Response congruency was computed as the percentage of responses that matched our prior classifications. A congruent response was considered a judgment of the light verb and non-light constructions as “acceptable”, and the anomalous constructions and the violated fillers as “unacceptable”.

Averaged ERPs were time-locked to the onset of the critical verbs. They were formed off-line from trials free of ocular and muscular artifact, and were quantified by calculating the mean amplitude (relative to a 50 ms peri-stimulus baseline) in time windows of interest. On the verb, two main time windows were chosen: 300–500 ms to capture the N400 component and perhaps the beginning of an anterior negativity effect, and 500–900 ms (the relevant time frame for sustained negativities and the P600). We also ran analyses for the same time windows from the onset of the preceding noun, to determine whether there were any carryover effects to the critical verbs, and for the 50–200 ms and 200–300 ms time windows from verb onset to determine whether there were any early effects.

The scalp surface was subdivided into regions along the anterior–posterior distribution, at both mid and peripheral sites (each region contained 3 electrode sites, see Fig. 1). Two omnibus analyses of variance (ANOVAs), one covering mid regions and another covering peripheral regions across the scalp, were conducted in each time window. In the mid-regions ANOVA, Construction and Region were within-subjects factors; in the peripheral regions ANOVA, Hemisphere was an additional within-subjects factor. Significant main effects of Construction or interactions between Construction and Region (and/or Hemisphere) were followed up by carrying out ANOVAs comparing each type of Construction with one another. Any further interactions between Construction and Region were then followed-up by examining the effects of Construction in each three-electrode Region individually. In all analyses, the Geisser–Greenhouse correction was used in cases with more than one degree of freedom in the numerator (Greenhouse & Geisser, 1959) to protect against Type I error resulting from violations of sphericity. In these cases, we report the original degrees of freedom with the corrected p value, using a significance level of alpha = 0.05.

:: Raw data ::
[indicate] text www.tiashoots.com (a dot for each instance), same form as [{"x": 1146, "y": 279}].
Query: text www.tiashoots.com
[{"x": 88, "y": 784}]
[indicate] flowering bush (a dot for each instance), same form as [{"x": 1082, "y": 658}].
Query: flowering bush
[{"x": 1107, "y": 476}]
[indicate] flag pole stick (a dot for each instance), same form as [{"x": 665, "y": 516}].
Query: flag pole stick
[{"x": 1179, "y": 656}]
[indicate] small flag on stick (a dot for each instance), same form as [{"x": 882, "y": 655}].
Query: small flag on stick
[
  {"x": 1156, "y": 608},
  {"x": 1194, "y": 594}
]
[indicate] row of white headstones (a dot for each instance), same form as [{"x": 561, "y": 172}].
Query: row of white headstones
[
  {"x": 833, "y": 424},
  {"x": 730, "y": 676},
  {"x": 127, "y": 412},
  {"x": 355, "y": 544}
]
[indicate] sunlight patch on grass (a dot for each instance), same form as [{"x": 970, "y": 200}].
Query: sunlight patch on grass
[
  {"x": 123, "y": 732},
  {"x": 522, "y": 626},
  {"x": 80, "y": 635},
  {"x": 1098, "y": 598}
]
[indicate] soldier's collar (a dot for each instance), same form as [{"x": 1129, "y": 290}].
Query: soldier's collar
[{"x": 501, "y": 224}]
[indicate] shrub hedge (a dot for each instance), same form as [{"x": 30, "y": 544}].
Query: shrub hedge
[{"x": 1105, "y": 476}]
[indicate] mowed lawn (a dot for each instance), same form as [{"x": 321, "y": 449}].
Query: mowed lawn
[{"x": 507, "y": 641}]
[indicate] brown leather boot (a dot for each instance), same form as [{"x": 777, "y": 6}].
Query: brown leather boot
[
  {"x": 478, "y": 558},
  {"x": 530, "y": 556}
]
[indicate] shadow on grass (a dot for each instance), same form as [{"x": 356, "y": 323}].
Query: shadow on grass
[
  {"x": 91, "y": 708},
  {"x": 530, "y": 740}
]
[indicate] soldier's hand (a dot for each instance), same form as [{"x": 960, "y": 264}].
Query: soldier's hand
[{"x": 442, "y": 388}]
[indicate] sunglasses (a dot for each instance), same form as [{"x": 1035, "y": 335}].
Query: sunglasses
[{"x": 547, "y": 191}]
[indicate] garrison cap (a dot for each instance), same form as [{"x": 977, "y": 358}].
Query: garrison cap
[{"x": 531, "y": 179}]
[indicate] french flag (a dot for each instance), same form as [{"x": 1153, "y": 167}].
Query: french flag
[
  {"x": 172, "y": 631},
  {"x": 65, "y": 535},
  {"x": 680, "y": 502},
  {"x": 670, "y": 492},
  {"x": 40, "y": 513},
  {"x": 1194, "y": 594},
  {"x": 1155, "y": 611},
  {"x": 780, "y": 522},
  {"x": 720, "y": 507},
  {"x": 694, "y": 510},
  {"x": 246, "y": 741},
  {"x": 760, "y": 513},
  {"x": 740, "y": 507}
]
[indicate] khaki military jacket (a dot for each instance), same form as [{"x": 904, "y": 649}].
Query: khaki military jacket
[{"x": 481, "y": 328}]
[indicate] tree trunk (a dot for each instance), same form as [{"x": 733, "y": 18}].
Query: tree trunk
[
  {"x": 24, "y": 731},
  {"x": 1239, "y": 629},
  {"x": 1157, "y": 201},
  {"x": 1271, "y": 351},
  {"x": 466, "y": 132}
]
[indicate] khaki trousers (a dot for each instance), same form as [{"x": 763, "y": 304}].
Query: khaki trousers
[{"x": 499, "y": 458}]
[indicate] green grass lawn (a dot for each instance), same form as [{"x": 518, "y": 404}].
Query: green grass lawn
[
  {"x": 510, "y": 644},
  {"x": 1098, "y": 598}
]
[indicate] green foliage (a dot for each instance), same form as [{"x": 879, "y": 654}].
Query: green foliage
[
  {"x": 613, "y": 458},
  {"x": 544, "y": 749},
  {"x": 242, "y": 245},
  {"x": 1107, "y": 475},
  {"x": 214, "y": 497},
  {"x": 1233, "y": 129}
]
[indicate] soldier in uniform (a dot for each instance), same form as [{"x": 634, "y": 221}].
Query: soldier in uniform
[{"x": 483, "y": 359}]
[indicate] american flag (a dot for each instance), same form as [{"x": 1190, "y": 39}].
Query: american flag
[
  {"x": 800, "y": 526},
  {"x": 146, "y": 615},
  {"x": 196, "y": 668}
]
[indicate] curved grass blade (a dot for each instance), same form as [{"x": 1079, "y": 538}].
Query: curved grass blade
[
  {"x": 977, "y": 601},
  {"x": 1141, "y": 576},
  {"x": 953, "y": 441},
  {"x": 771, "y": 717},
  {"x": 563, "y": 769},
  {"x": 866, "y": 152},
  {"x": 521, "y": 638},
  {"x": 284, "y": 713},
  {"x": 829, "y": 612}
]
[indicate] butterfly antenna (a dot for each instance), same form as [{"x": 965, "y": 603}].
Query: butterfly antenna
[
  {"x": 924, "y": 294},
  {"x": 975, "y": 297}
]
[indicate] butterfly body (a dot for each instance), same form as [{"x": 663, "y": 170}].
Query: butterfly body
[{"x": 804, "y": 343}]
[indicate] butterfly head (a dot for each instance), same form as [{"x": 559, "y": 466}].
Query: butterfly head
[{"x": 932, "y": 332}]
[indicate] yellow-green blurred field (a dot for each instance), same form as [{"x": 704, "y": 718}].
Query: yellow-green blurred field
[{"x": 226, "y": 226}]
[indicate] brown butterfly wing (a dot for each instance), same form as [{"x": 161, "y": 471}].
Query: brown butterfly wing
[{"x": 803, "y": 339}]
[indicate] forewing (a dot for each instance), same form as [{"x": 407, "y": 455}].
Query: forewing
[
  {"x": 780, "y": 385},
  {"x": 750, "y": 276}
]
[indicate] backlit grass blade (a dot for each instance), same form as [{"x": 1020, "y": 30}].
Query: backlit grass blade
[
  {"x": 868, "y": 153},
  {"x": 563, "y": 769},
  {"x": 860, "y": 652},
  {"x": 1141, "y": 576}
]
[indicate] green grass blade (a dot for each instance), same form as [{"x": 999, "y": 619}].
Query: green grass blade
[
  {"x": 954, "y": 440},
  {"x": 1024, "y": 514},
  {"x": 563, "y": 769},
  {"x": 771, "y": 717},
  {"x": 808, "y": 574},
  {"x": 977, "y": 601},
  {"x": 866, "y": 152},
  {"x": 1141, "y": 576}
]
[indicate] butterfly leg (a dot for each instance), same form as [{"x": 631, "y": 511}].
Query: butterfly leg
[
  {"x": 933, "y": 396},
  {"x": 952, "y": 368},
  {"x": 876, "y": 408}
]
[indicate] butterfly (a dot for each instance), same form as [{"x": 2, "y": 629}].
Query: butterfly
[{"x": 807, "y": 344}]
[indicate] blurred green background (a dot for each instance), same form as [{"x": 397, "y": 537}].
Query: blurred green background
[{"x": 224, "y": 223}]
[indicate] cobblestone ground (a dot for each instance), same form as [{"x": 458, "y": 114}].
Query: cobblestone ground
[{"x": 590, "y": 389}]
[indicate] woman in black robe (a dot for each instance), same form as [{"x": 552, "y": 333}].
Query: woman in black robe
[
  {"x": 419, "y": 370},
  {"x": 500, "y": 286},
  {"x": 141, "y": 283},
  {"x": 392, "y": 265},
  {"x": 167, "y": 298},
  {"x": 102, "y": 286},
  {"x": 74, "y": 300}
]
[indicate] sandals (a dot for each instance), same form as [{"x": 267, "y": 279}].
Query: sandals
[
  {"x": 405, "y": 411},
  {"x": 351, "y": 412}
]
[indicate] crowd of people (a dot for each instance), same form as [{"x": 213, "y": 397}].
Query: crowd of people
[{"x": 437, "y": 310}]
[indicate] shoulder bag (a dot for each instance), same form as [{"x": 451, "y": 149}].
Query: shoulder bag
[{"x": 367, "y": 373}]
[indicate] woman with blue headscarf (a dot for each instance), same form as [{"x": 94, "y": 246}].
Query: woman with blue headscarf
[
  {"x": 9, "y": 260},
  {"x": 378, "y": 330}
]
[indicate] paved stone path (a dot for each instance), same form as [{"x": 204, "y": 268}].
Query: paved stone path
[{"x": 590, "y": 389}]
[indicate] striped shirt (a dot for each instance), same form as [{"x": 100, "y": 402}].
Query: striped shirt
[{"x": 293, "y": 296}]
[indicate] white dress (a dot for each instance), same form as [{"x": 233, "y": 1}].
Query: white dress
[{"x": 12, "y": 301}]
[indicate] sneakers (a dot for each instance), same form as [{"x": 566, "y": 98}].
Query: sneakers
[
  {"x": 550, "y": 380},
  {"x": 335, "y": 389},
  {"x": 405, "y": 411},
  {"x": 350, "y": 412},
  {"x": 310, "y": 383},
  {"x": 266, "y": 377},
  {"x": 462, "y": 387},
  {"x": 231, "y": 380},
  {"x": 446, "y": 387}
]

:: Task objective ::
Write what comes next in the ERP methods passage, beginning after its final sentence. The entries have no connection to the ERP methods passage.

:: Result of this exercise ::
Results

Behavioral data

Response congruency with our a priori classifications did not differ significantly between light verb constructions, 72(4.1)%, non-light constructions, 69(3.9)%, and anomalous constructions, 75(6.2)%, F(2,51) = 1.54, p = .22. Similar response congruency was found for the filler scenarios that contained violations, 88(5.5)%, and those that did not contain violations, 76(1.4)%.

ERP data

Approximately 8.8% of the critical trials were rejected due to artifact. There was no significant difference in rejection rates across conditions, F(2,51) = 0.04, p = .97. All ERP analyses reported are based on correctly classified trials only. Similar results were obtained when analyses were repeated including all trials. Additionally, we also carried out ERP analyses on a subset of scenarios in which the level of contextual constraint was matched across the three condition; again, these analyses yielded results similar to the main analyses, and are thus not reported separately.

Nouns

ERPs evoked by the object nouns were similar across the three construction types. Omnibus mid-regions and peripheral regions ANOVAs revealed no significant main effects of Construction and no interactions between Construction and Region and/or Hemisphere in either the 300–500 ms window (all Fs < 0.44, all ps > .63) or the 500–900 ms time window (all Fs < 0.88, all ps > 0.42).

Verbs

Early effects

There were no significant main effects of Construction and no interactions between Construction, Region and/or Hemisphere in either the 50–200 ms (all Fs < 0.47, all ps > 0.62) or the 200–300 (all Fs < 1.33, all ps > 0.27) time windows.

300–500 ms

As shown in Fig. 2, there was little divergence between the waveforms evoked by the verbs within the N400 time window, and indeed there were no significant main effects or interactions (see Table 3). Because previous work on enriched composition has sometimes reported shorter-lived effects within the N400 time window (e.g. Brennan & Pylkkänen, 2008; Kuperberg, Choi, Cohn, Paczynski, & Jackendoff, 2010), we also carried out analyses in successive 50 ms time windows between 300 and 500 ms, but found no significant main effects or interactions.

Fig. 2.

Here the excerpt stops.